• **WORK INSTRUCTION**
In the entries below, go to the line containing "the round wooden" and repeat it along with every later line, exactly.
━━━━━━━━━━━━━━━━━━━━━━━━━━━━━━
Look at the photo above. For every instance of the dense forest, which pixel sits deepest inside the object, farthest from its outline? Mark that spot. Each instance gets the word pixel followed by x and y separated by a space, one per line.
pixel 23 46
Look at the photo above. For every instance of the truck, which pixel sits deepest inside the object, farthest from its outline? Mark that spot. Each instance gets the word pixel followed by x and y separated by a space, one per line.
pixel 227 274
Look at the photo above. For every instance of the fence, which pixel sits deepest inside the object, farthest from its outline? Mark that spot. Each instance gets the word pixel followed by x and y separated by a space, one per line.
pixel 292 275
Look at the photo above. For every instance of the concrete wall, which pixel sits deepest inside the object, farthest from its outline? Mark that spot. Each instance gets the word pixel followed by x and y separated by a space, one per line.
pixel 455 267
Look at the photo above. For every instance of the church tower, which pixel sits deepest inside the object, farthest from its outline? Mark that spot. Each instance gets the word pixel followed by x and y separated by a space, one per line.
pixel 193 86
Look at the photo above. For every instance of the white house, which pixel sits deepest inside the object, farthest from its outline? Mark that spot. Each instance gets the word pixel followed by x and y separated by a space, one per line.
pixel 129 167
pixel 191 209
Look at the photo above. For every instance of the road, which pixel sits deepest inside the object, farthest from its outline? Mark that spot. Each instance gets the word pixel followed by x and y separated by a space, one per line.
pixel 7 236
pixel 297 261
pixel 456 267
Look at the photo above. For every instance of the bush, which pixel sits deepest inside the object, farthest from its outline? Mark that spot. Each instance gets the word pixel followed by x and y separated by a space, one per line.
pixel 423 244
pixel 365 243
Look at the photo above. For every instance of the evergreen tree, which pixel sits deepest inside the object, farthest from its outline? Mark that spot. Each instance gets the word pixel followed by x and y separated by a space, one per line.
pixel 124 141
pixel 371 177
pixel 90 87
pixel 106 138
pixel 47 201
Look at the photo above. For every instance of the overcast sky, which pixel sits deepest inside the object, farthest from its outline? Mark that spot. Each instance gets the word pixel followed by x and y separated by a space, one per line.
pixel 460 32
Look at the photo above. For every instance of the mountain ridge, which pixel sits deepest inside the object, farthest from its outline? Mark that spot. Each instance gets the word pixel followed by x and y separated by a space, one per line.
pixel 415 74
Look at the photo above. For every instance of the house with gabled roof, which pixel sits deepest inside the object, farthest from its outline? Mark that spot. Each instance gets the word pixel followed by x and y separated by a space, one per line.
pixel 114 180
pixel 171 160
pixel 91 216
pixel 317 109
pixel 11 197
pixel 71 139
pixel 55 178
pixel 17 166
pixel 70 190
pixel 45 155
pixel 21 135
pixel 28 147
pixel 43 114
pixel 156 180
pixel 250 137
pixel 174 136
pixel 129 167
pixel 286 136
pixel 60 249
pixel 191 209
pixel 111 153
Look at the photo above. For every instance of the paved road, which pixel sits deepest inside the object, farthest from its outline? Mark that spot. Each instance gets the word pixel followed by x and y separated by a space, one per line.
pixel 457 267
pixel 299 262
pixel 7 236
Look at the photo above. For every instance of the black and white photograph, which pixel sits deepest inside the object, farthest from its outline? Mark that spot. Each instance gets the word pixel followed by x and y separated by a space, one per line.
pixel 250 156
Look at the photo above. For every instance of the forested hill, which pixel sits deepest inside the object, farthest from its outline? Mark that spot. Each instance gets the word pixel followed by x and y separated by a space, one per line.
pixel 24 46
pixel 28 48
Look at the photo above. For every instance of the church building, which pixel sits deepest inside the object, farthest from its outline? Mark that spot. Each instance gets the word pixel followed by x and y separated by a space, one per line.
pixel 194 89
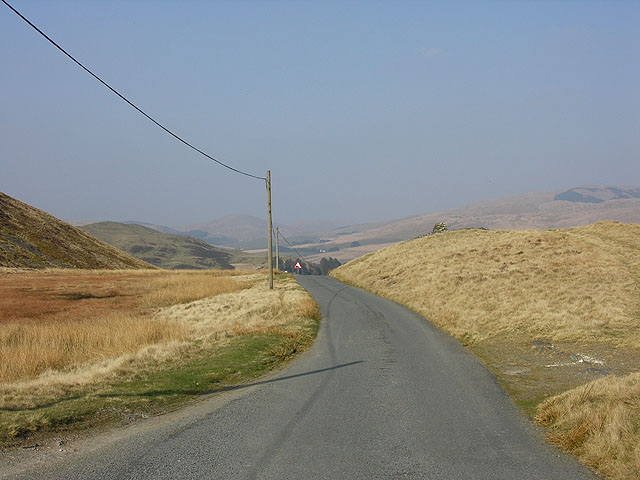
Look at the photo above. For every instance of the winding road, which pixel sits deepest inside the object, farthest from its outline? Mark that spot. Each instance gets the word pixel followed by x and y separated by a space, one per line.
pixel 381 394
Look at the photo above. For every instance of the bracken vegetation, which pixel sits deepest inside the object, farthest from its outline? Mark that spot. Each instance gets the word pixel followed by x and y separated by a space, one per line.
pixel 69 334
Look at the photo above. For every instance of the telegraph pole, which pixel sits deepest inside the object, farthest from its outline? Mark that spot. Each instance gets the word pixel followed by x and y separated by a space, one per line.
pixel 277 250
pixel 270 256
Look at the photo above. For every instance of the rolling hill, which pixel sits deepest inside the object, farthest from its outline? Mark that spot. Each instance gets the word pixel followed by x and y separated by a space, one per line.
pixel 161 249
pixel 31 238
pixel 554 314
pixel 170 251
pixel 540 211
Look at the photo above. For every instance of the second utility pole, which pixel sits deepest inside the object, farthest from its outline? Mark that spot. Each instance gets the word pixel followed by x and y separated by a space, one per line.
pixel 277 251
pixel 270 256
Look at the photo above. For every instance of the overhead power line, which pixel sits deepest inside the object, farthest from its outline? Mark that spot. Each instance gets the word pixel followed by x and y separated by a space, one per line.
pixel 177 137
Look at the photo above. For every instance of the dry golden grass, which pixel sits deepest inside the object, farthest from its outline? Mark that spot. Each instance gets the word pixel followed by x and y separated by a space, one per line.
pixel 577 284
pixel 66 329
pixel 501 291
pixel 174 288
pixel 29 350
pixel 600 423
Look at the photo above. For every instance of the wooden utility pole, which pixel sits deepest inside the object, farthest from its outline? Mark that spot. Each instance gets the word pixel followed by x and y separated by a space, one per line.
pixel 270 256
pixel 277 250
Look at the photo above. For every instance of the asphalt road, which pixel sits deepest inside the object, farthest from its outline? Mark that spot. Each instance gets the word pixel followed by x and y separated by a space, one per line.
pixel 382 394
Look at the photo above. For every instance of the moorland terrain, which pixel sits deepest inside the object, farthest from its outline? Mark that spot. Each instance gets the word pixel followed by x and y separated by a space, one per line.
pixel 554 314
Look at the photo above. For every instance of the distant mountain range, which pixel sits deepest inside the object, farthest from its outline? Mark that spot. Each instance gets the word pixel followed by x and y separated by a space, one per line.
pixel 31 238
pixel 539 211
pixel 161 249
pixel 560 209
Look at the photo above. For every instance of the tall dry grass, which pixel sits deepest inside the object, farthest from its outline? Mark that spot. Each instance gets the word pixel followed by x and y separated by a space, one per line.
pixel 29 350
pixel 578 284
pixel 176 288
pixel 61 321
pixel 600 423
pixel 95 327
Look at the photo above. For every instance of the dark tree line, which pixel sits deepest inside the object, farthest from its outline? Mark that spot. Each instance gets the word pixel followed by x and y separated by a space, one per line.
pixel 326 264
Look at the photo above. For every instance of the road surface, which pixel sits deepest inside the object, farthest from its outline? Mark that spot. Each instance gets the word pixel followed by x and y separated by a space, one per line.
pixel 382 394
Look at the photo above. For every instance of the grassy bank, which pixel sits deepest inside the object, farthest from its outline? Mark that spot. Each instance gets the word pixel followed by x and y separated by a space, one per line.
pixel 547 311
pixel 91 348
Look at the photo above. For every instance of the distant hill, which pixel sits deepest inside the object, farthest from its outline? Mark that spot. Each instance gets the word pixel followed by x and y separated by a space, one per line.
pixel 237 231
pixel 161 249
pixel 31 238
pixel 561 209
pixel 159 228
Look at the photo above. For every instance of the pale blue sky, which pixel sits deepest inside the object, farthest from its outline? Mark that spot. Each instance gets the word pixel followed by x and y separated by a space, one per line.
pixel 363 111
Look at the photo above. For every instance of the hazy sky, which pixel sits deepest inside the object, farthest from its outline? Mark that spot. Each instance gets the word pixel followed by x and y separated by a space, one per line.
pixel 362 111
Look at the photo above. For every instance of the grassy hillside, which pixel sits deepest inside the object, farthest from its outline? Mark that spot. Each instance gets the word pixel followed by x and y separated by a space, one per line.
pixel 161 249
pixel 548 312
pixel 31 238
pixel 562 209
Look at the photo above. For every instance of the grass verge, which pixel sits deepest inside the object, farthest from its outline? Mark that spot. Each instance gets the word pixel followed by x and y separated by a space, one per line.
pixel 229 338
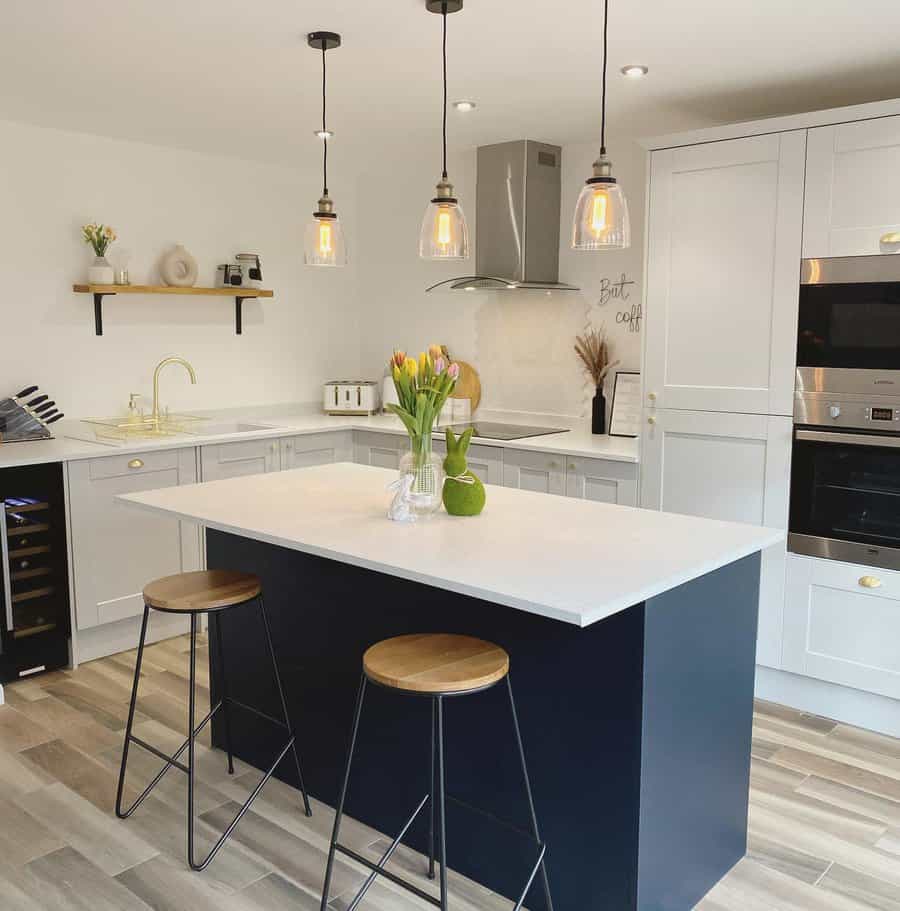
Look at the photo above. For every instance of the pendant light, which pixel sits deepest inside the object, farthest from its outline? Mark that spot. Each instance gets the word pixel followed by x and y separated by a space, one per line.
pixel 444 233
pixel 601 214
pixel 324 241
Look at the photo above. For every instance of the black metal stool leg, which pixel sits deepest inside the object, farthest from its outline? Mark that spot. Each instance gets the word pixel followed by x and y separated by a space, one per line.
pixel 287 718
pixel 191 735
pixel 431 793
pixel 223 678
pixel 442 801
pixel 124 814
pixel 339 810
pixel 534 823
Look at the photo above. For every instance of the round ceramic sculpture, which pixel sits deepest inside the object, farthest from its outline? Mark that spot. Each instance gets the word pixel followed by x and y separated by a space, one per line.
pixel 178 268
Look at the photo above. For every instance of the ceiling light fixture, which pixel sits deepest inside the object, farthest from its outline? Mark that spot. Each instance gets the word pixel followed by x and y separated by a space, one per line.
pixel 601 213
pixel 324 241
pixel 444 233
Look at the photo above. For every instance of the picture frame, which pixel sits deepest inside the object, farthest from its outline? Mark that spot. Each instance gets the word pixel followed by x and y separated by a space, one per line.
pixel 625 415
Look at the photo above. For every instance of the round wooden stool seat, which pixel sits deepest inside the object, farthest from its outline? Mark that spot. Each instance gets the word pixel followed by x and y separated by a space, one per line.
pixel 201 591
pixel 435 663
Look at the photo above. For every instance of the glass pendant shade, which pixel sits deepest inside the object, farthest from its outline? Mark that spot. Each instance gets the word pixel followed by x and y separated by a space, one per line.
pixel 324 243
pixel 601 217
pixel 444 234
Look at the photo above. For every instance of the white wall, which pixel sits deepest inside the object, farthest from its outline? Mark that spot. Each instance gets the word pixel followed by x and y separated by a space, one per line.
pixel 51 182
pixel 521 343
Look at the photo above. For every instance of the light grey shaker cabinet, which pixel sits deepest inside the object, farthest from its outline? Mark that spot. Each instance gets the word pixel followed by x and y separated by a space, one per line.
pixel 383 450
pixel 234 460
pixel 316 449
pixel 485 462
pixel 539 471
pixel 117 550
pixel 852 202
pixel 602 480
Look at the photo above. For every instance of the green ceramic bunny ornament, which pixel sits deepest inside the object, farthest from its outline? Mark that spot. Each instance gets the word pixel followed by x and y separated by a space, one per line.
pixel 463 492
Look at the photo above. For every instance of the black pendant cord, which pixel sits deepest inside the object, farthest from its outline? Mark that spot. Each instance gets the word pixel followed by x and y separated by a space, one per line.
━━━━━━━━━━━━━━━━━━━━━━━━━━━━━━
• **FINISHED TASK**
Look at the photo above. For every instance of the round wooden stool seat, which pixel sits deepest inside the object, farthest from its outline? Mark that spot. Each instance gets the word pixel followed by x and y separated by a space, one per line.
pixel 201 591
pixel 435 663
Look at the photo above. For every instance of the glass pendant shade, which pixel sits deepest inside the object, farthest from its outline? Mark that spot. Each instance gets the word pixel followed by x and y separated by a space, one per line.
pixel 324 243
pixel 601 217
pixel 444 234
Look at the photo above. For every instance of the white wall, which pixel sits deepest inside the object, farthest from its outline? Mark that spot. Each instance gets the word pixel followed by x and y separated by a space, one per line.
pixel 51 182
pixel 521 343
Look at the photo above. For every instance of the light grey shaker cabinet, which pixel sits deepest inside the object, farthest from its outline? Mark that spot. Each instance gets the word pixel followed by x and y separated by a space, one per line.
pixel 383 450
pixel 234 460
pixel 316 449
pixel 485 462
pixel 539 471
pixel 117 550
pixel 852 202
pixel 602 480
Look at the photo above. For every instance of the green ceramic bunny ornament, which pixel sits deepest inside the object, farthest from its outline? Mark that spot. Each instance gets the word pixel followed by x and y separated by a space, one per line.
pixel 463 492
Look at the photo above. For every instance of the black pendant cord, which pixel sits deepest inside the object, farthest from its outline? Mark that spot. Each instance gets the word pixel followed by x and y separated by a space, one per line.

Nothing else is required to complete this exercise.